**SUPPLIED PASSAGE**

# Southern Tide Polos



## nolan50410 (Dec 5, 2006)

I just recently picked up a Southern Tide polo and can now say it truly is the best polo out there. It is cut perfectly; not slim and by no means baggy. The fabric has 4% stretch in it, so it doesn't shrink in the dryer. The colors are bright and vibrant. It really is a superb polo shirt. Hopefully you guys will get past the fish logo and try one on. I guarantee you will be impressed.

On a side note, I bought mine while on business in Dallas at a remarkable store called Culwell & Son. I'm sure all of the Dallas members are very familiar with the store. It is like going back in time, complete with a groom shop for haircuts and straight razor shaves. I will definitely make it a must-stop any time I make it to the Big D.


----------



## Memphis88 (Sep 10, 2008)

The store sounds awesome. I'd love a place like that in Memphis. I've really been wanting to find a place to get a straight razor shave lately. I have seen the Southern Tide polos before and they look to be pretty good stuff.


----------



## eagle2250 (Mar 24, 2006)

Are the Southern Tide Polos sold by any online retailers? That would be helpful for those of us not living in or travelling to Dallas.


----------



## agent86 (Feb 7, 2009)

Memphis88 said:


> The store sounds awesome. I'd love a place like that in Memphis. I've really been wanting to find a place to get a straight razor shave lately. I have seen the Southern Tide polos before and they look to be pretty good stuff.


I'm sorry to derail this thread, but I'm a lurker and I registered to reply to your original post, but my registration didn't get processed until it was gone.

Call Stage Road Barbershop in Bartlett, (901) 382-4864.

They are pretty chinsy but may be able to do a straight razor shave. They use straight razors for neck hair on all standard mens haircuts there. But I would call ahead because I would guess that not all of their barbers can do a full straight razor shave. I doubt you would get the hot towel treatment that you would get at a place like Truefitt and Hill or The Art of Shaving though.

I have found this is the best place outside of a salon/spa to get a haircuit in Memphis. It is less than ideal but at least they know what I'm saying when I say "short ivy league" and it definitely costs less than going to a salon (I used to go to Juve, and it's a great place but $$$).


----------



## nolan50410 (Dec 5, 2006)

Eagle

The polos are sold online at their website.

www.southerntide.com

You could see if you have a retailer close to you, but I doubt they are real big in the Midwest right now. Another interesting fact, when you order a polo online, they give a credit to the participating retailer closest to your zip code. So for instance, if I order a polo online, Southern Tide gives a credit to Oak Hall in Memphis, my closest ST retailer. Oak Hall gets a sale on a $69 polo shirt without doing a thing. Pretty neat program.


----------



## eagle2250 (Mar 24, 2006)

Nolan50410: Thanks for the lead! As it turns out, they have a retailer, The Schoolhouse Shop, in Chesterton, IN, located less than eight miles from my front door! I'm definitely going to check out what they have on hand. Should that not work out, I'll order a shirt or two online and The Schoolhouse Shop will get the credit. Thanks again.


----------



## RobertAllen (Nov 11, 2008)

**GIVEN DATA**

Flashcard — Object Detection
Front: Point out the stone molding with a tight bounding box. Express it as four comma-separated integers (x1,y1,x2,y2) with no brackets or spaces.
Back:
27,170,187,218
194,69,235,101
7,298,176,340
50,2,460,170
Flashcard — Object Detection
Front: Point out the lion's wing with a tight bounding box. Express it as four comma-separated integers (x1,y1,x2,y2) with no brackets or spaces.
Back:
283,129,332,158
==
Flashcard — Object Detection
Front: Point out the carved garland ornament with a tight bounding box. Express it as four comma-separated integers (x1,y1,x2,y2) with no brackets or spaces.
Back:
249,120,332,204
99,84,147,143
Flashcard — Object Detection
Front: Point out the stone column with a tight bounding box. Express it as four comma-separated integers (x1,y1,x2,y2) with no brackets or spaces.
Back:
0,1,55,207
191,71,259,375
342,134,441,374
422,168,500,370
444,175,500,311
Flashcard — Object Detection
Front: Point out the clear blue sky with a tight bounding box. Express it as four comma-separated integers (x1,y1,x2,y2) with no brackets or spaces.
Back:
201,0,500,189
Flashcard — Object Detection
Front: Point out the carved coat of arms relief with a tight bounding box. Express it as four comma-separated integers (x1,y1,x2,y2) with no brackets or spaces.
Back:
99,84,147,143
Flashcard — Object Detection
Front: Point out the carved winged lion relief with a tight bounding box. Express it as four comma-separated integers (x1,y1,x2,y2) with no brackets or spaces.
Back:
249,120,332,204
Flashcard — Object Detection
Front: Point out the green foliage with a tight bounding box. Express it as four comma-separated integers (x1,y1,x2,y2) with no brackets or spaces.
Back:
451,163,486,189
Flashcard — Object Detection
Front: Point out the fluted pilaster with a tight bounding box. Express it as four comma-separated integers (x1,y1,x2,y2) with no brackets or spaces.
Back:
* * *
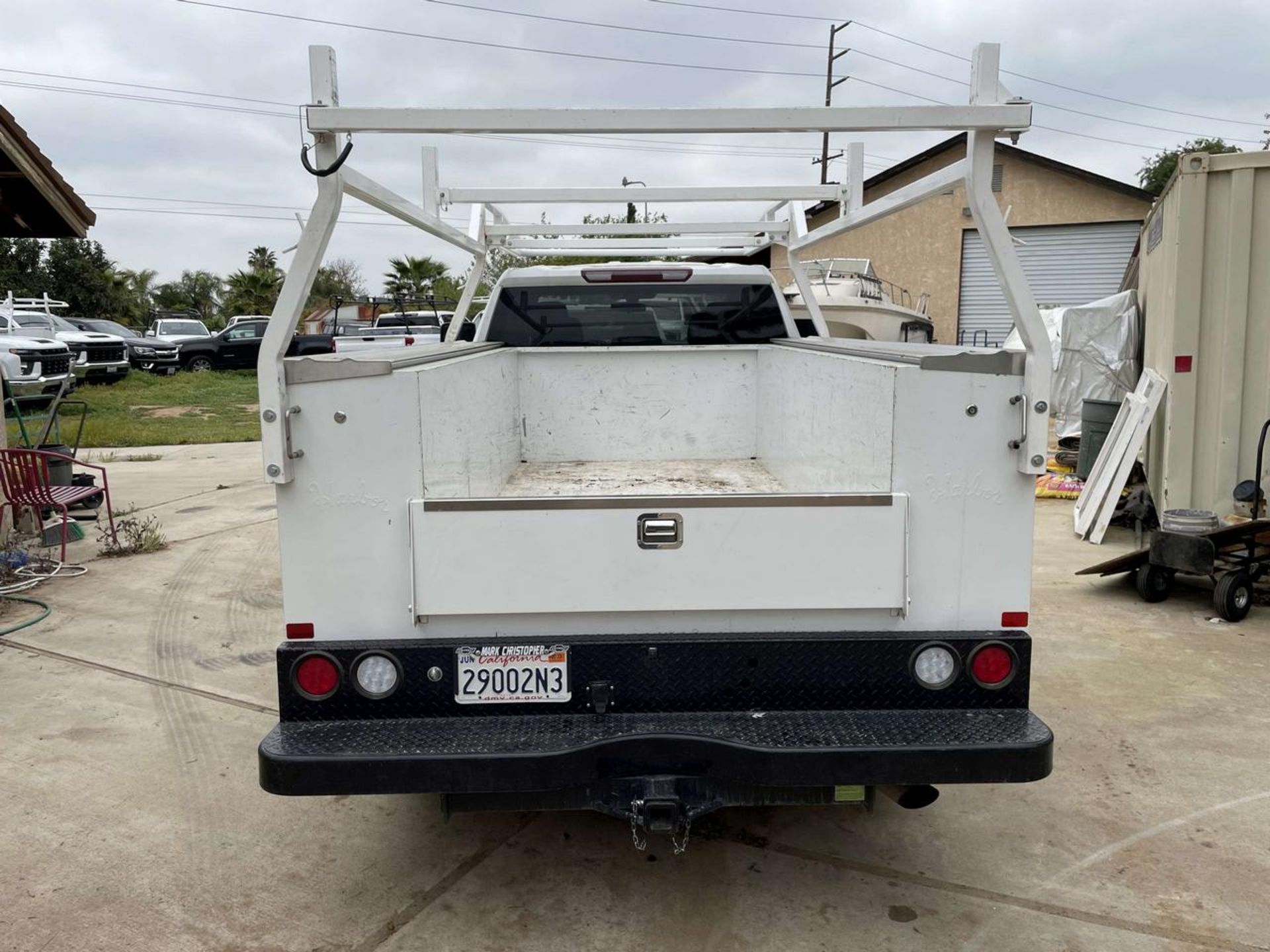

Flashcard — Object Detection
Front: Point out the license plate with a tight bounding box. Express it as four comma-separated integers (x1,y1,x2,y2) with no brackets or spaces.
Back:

**PROBLEM SET**
a - Return the span of the Southern Tide polo thread that begins at the words "I just recently" and ends after "will be impressed.", copied word for word.
b - Name every city mentioned in the Southern Tide polo thread.

**SOLUTION SET**
a -
I just recently picked up a Southern Tide polo and can now say it truly is the best polo out there. It is cut perfectly; not slim and by no means baggy. The fabric has 4% stretch in it, so it doesn't shrink in the dryer. The colors are bright and vibrant. It really is a superb polo shirt. Hopefully you guys will get past the fish logo and try one on. I guarantee you will be impressed.

b -
Dallas
Memphis
Bartlett
Chesterton